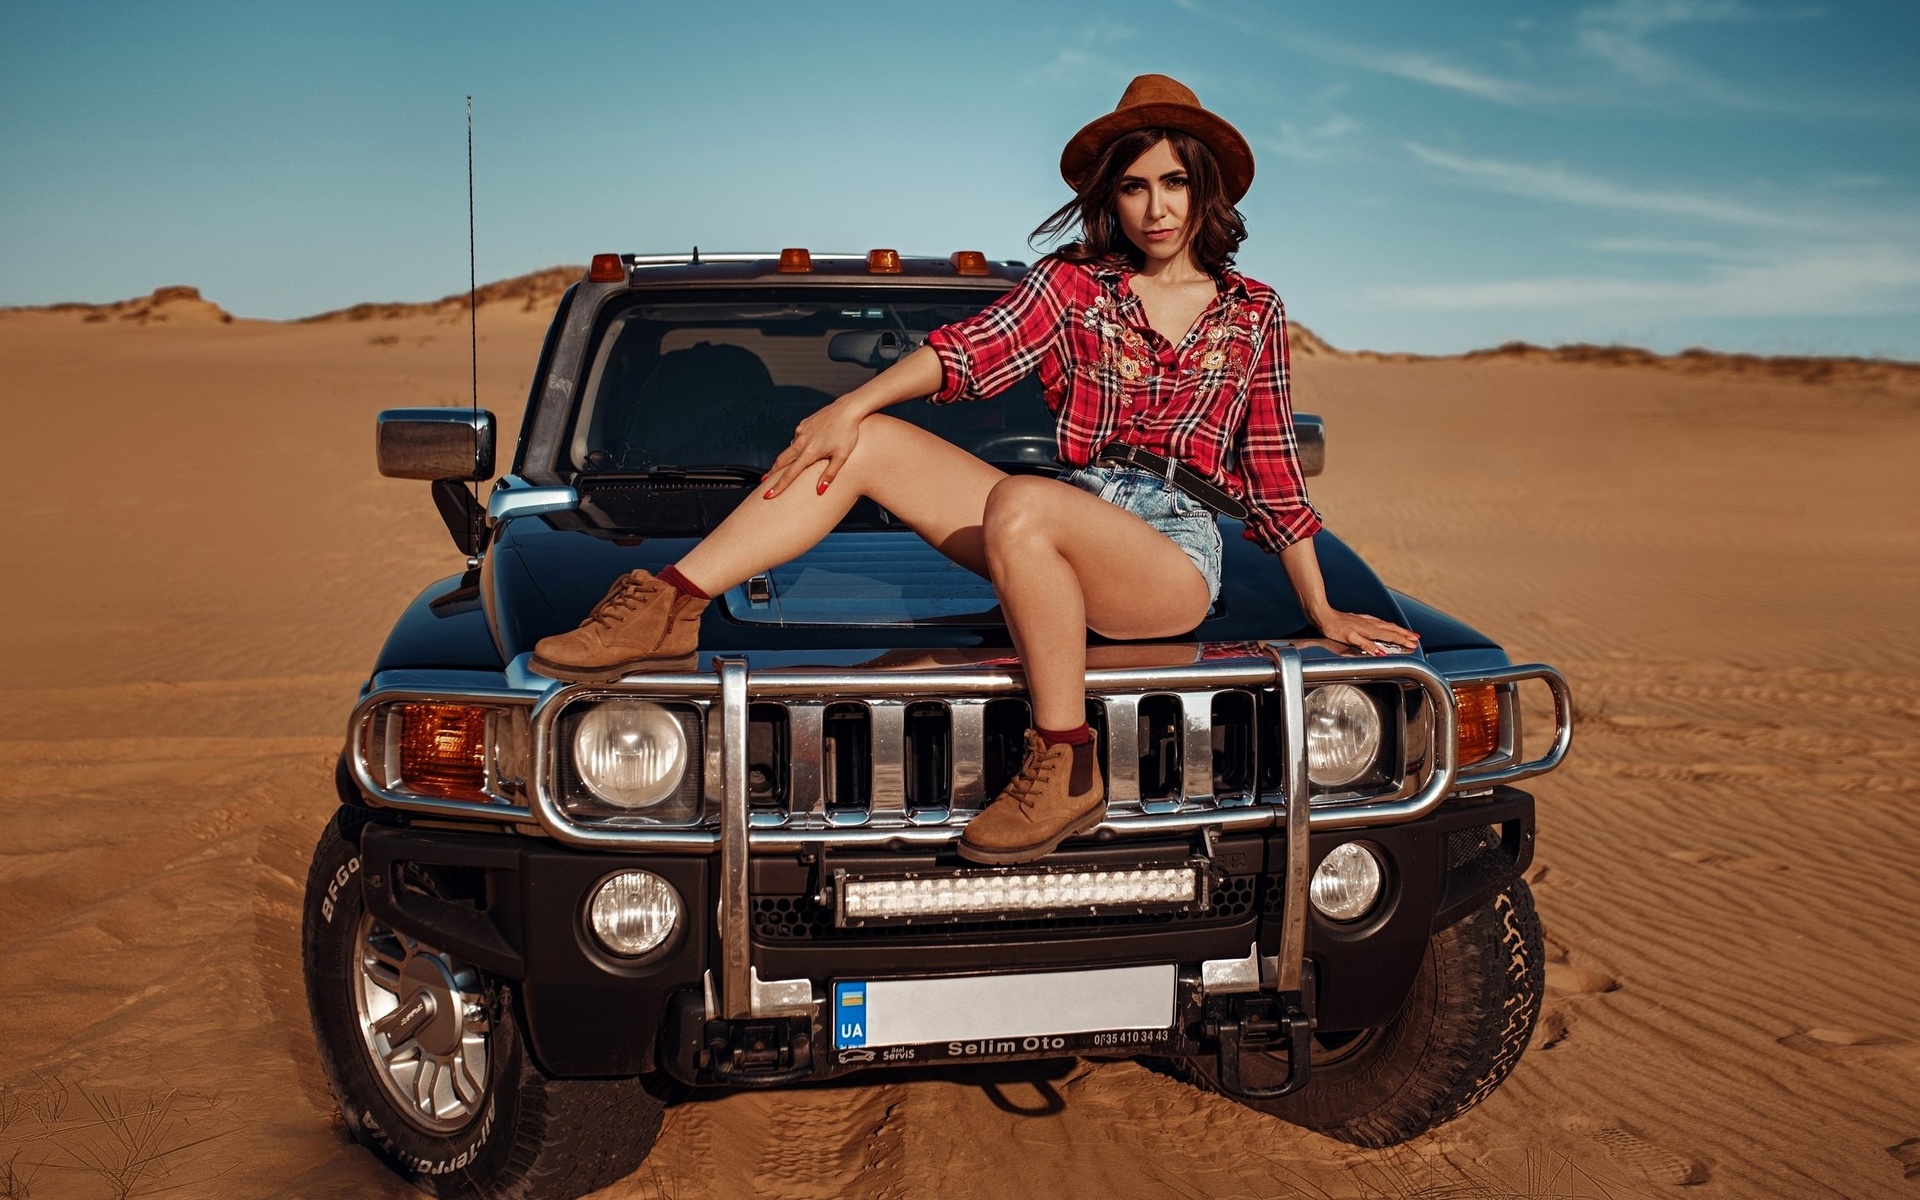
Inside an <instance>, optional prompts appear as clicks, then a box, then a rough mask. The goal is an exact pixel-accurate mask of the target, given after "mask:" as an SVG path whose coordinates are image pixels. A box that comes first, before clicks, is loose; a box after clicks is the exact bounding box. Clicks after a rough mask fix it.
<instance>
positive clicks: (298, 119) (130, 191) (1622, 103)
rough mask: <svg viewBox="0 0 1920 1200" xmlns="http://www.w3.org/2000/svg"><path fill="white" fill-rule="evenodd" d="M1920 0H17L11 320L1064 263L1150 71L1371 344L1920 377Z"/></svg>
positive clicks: (6, 263)
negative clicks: (471, 284) (1061, 245)
mask: <svg viewBox="0 0 1920 1200" xmlns="http://www.w3.org/2000/svg"><path fill="white" fill-rule="evenodd" d="M1916 67H1920V6H1914V4H1908V2H1893V0H1887V2H1878V0H1849V2H1847V4H1824V6H1822V4H1797V2H1789V0H1780V2H1774V0H1597V2H1594V4H1565V6H1551V4H1521V2H1507V4H1500V2H1453V4H1444V6H1442V4H1425V2H1375V4H1261V2H1246V0H1114V2H1110V4H1100V6H1081V4H1073V6H1069V4H1046V2H1043V0H1023V2H1002V0H975V2H970V4H941V6H922V4H887V6H872V4H831V2H814V4H705V6H699V8H695V6H685V4H672V6H666V4H645V2H637V0H628V2H624V4H541V6H532V4H484V2H482V4H392V2H382V4H357V2H338V4H311V2H309V4H298V6H294V4H267V2H259V0H250V2H244V4H177V6H157V4H84V2H79V4H10V6H4V10H0V113H4V117H0V305H6V303H48V301H58V300H117V298H127V296H134V294H144V292H148V290H152V288H154V286H159V284H177V282H186V284H196V286H200V288H202V290H204V292H205V294H207V296H209V298H211V300H215V301H219V303H223V305H227V307H228V309H232V311H236V313H242V315H250V317H296V315H305V313H315V311H323V309H328V307H340V305H348V303H355V301H363V300H428V298H438V296H444V294H447V292H453V290H459V288H463V286H465V282H467V228H465V219H467V177H465V115H463V98H465V96H467V94H468V92H470V94H472V96H474V121H476V131H474V146H476V157H478V165H476V177H478V242H480V278H482V280H488V278H503V276H509V275H518V273H522V271H532V269H540V267H547V265H553V263H564V261H572V263H578V261H586V257H588V255H591V253H593V252H599V250H682V248H689V246H695V244H699V246H703V248H708V250H726V248H735V250H762V248H780V246H812V248H816V250H866V248H872V246H895V248H899V250H906V252H937V253H947V252H948V250H954V248H979V250H985V252H989V253H991V255H995V257H1021V259H1027V257H1033V252H1029V250H1027V244H1025V238H1027V232H1029V230H1031V228H1033V227H1035V225H1037V223H1039V219H1041V217H1044V215H1046V213H1048V211H1050V209H1052V207H1056V205H1058V204H1060V202H1064V200H1066V186H1064V184H1062V182H1060V177H1058V169H1056V163H1058V154H1060V146H1062V144H1064V142H1066V138H1068V136H1071V132H1073V131H1075V129H1077V127H1079V125H1083V123H1085V121H1089V119H1092V117H1094V115H1098V113H1102V111H1106V109H1110V108H1112V106H1114V102H1116V100H1117V98H1119V92H1121V88H1123V86H1125V81H1127V79H1129V77H1131V75H1135V73H1140V71H1162V73H1169V75H1173V77H1177V79H1181V81H1185V83H1187V84H1190V86H1192V88H1194V90H1196V92H1198V94H1200V98H1202V102H1204V104H1208V106H1210V108H1213V109H1215V111H1219V113H1221V115H1225V117H1227V119H1231V121H1233V123H1235V125H1238V127H1240V131H1242V132H1246V136H1248V138H1250V142H1252V144H1254V150H1256V154H1258V159H1260V173H1258V179H1256V182H1254V190H1252V192H1250V194H1248V198H1246V202H1244V204H1242V211H1244V213H1246V217H1248V225H1250V228H1252V236H1250V240H1248V244H1246V248H1244V250H1242V255H1240V263H1242V267H1244V269H1246V271H1248V273H1250V275H1254V276H1258V278H1263V280H1267V282H1271V284H1275V286H1277V288H1279V290H1281V294H1283V296H1284V298H1286V301H1288V311H1290V313H1292V315H1294V319H1296V321H1300V323H1304V324H1309V326H1313V328H1315V332H1319V334H1321V336H1325V338H1329V340H1331V342H1334V344H1338V346H1350V348H1375V349H1415V351H1457V349H1469V348H1476V346H1494V344H1498V342H1505V340H1511V338H1524V340H1532V342H1546V344H1557V342H1628V344H1640V346H1651V348H1657V349H1680V348H1684V346H1711V348H1718V349H1749V351H1763V353H1809V351H1811V353H1870V355H1895V357H1907V359H1920V71H1916Z"/></svg>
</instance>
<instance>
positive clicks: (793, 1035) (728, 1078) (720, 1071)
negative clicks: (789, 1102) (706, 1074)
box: [707, 1018, 814, 1085]
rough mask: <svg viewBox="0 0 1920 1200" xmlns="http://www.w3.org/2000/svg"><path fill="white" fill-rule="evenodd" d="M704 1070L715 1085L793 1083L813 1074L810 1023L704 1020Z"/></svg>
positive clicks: (810, 1027)
mask: <svg viewBox="0 0 1920 1200" xmlns="http://www.w3.org/2000/svg"><path fill="white" fill-rule="evenodd" d="M707 1060H708V1066H707V1069H708V1071H712V1077H714V1079H716V1081H718V1083H743V1085H772V1083H795V1081H799V1079H806V1077H808V1075H812V1073H814V1031H812V1021H801V1020H789V1018H774V1020H764V1021H707Z"/></svg>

☆ ☆ ☆ ☆ ☆

• [Task prompt]
Copy out all of the material above line for line without changing a character, and leave the pictures out of your copy.

• [Output of the exercise]
Inside an <instance>, optional prompts appear as clicks, then a box, then a rough mask. The goal is an exact pixel-accurate mask of the target, given after "mask:" as an SVG path whose coordinates are image pixels. A box that comes first, before clicks, is loose; a box after clicks is the exact bounding box. Clicks after a rough mask fix it.
<instance>
positive clicks: (298, 119) (130, 191) (1622, 103)
rough mask: <svg viewBox="0 0 1920 1200" xmlns="http://www.w3.org/2000/svg"><path fill="white" fill-rule="evenodd" d="M1920 0H17L11 320L1064 263L1150 71L1371 344L1920 377Z"/></svg>
positive clicks: (6, 263)
negative clicks: (471, 284) (1061, 245)
mask: <svg viewBox="0 0 1920 1200" xmlns="http://www.w3.org/2000/svg"><path fill="white" fill-rule="evenodd" d="M1916 67H1920V6H1914V4H1908V2H1893V0H1887V2H1878V0H1849V2H1847V4H1824V6H1822V4H1797V2H1789V0H1780V2H1774V0H1597V2H1594V4H1565V6H1551V4H1521V2H1507V4H1500V2H1453V4H1444V6H1442V4H1425V2H1375V4H1261V2H1246V0H1114V2H1110V4H1100V6H1081V4H1073V6H1069V4H1046V2H1043V0H1023V2H1002V0H975V2H970V4H941V6H922V4H887V6H872V4H831V2H814V4H705V6H699V8H695V6H685V4H672V6H666V4H645V2H637V0H628V2H624V4H541V6H532V4H484V2H482V4H392V2H382V4H357V2H338V4H311V2H309V4H298V6H294V4H267V2H259V0H250V2H244V4H177V6H157V4H84V2H79V4H10V6H4V10H0V113H4V117H0V305H6V303H48V301H58V300H117V298H127V296H134V294H144V292H148V290H152V288H154V286H159V284H177V282H186V284H196V286H200V288H202V290H204V292H205V294H207V296H209V298H211V300H215V301H219V303H223V305H227V307H228V309H232V311H236V313H242V315H250V317H296V315H305V313H315V311H323V309H328V307H340V305H348V303H355V301H363V300H428V298H438V296H444V294H447V292H453V290H459V288H463V286H465V282H467V228H465V219H467V177H465V115H463V98H465V96H467V94H468V92H470V94H472V96H474V121H476V131H474V146H476V157H478V165H476V177H478V242H480V278H482V280H488V278H503V276H509V275H518V273H522V271H532V269H540V267H547V265H553V263H564V261H572V263H578V261H586V257H588V255H591V253H593V252H599V250H682V248H689V246H695V244H699V246H703V248H708V250H726V248H735V250H762V248H780V246H812V248H816V250H866V248H872V246H895V248H899V250H906V252H937V253H947V252H948V250H954V248H979V250H985V252H989V253H991V255H995V257H1021V259H1027V257H1033V252H1029V250H1027V244H1025V238H1027V232H1029V230H1031V228H1033V227H1035V225H1037V223H1039V219H1041V217H1044V215H1046V213H1048V211H1050V209H1052V207H1056V205H1058V204H1060V202H1064V200H1066V186H1064V184H1062V182H1060V177H1058V169H1056V163H1058V154H1060V146H1062V144H1064V142H1066V138H1068V136H1071V132H1073V131H1075V129H1077V127H1079V125H1083V123H1085V121H1089V119H1092V117H1094V115H1098V113H1102V111H1106V109H1110V108H1112V106H1114V102H1116V100H1117V98H1119V92H1121V88H1123V86H1125V81H1127V79H1129V77H1131V75H1135V73H1140V71H1162V73H1169V75H1173V77H1177V79H1181V81H1185V83H1187V84H1190V86H1192V88H1194V90H1196V92H1198V94H1200V98H1202V102H1204V104H1208V106H1210V108H1213V109H1215V111H1219V113H1221V115H1225V117H1227V119H1231V121H1233V123H1235V125H1238V127H1240V131H1242V132H1246V136H1248V138H1250V142H1252V144H1254V150H1256V154H1258V159H1260V173H1258V179H1256V182H1254V190H1252V192H1250V194H1248V198H1246V202H1244V204H1242V211H1244V213H1246V217H1248V225H1250V228H1252V236H1250V240H1248V244H1246V248H1244V250H1242V255H1240V263H1242V267H1244V269H1246V271H1248V273H1250V275H1254V276H1258V278H1263V280H1267V282H1271V284H1275V286H1277V288H1279V290H1281V294H1283V296H1284V298H1286V301H1288V311H1290V313H1292V315H1294V319H1296V321H1300V323H1304V324H1309V326H1313V328H1315V332H1319V334H1321V336H1325V338H1329V340H1331V342H1334V344H1338V346H1350V348H1375V349H1415V351H1457V349H1469V348H1476V346H1494V344H1498V342H1505V340H1511V338H1524V340H1532V342H1546V344H1557V342H1628V344H1640V346H1651V348H1657V349H1680V348H1684V346H1711V348H1718V349H1749V351H1763V353H1809V351H1811V353H1870V355H1895V357H1907V359H1920V71H1916Z"/></svg>
</instance>
<instance>
positive clicks: (793, 1035) (728, 1078) (720, 1071)
negative clicks: (789, 1102) (706, 1074)
box: [707, 1018, 814, 1085]
rough mask: <svg viewBox="0 0 1920 1200" xmlns="http://www.w3.org/2000/svg"><path fill="white" fill-rule="evenodd" d="M704 1070L715 1085L793 1083L813 1074L810 1023L704 1020Z"/></svg>
positive clicks: (810, 1027)
mask: <svg viewBox="0 0 1920 1200" xmlns="http://www.w3.org/2000/svg"><path fill="white" fill-rule="evenodd" d="M707 1060H708V1066H707V1069H708V1071H712V1077H714V1079H716V1081H718V1083H743V1085H772V1083H795V1081H799V1079H806V1077H808V1075H812V1073H814V1031H812V1021H801V1020H789V1018H774V1020H764V1021H707Z"/></svg>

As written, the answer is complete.